STUDY MATERIAL:
----

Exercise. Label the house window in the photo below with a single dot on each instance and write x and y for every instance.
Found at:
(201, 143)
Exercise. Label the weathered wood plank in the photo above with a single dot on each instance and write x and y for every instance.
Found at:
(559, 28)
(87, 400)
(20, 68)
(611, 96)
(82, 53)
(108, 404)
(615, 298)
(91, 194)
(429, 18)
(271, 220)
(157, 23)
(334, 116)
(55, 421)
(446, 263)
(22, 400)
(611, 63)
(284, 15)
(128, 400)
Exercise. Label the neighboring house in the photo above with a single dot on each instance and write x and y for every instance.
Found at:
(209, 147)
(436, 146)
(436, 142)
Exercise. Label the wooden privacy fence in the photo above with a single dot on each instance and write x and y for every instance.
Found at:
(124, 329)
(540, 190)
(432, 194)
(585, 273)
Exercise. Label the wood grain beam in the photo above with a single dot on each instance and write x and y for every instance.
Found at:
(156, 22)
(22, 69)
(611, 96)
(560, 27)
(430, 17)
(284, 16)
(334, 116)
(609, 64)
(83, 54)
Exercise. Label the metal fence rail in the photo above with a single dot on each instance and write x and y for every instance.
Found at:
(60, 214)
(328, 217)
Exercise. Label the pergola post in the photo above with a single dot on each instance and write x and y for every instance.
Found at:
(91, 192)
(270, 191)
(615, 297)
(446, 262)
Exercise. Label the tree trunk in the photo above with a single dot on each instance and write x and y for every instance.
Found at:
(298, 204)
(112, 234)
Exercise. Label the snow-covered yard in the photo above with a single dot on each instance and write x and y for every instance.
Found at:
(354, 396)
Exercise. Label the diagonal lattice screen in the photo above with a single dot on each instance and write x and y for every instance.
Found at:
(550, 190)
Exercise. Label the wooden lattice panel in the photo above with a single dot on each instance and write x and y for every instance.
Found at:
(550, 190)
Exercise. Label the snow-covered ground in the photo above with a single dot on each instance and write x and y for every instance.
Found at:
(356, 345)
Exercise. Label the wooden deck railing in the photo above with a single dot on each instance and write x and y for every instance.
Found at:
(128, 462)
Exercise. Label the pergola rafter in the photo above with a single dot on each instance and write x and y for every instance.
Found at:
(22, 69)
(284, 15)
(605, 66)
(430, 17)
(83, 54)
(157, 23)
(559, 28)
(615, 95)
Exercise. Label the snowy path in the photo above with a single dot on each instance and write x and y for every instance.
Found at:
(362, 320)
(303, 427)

----

TASK TO CARRY OUT:
Only the lines that contain the word "lattice" should be copied from the material.

SOLVED PROBLEM:
Exercise. Label the diagonal lattice screen in the photo above with a single dot on each instance and write x and y for every instance.
Exercise. Label the wooden lattice panel in the photo above with a single dot on each instance and write x and y for every instance.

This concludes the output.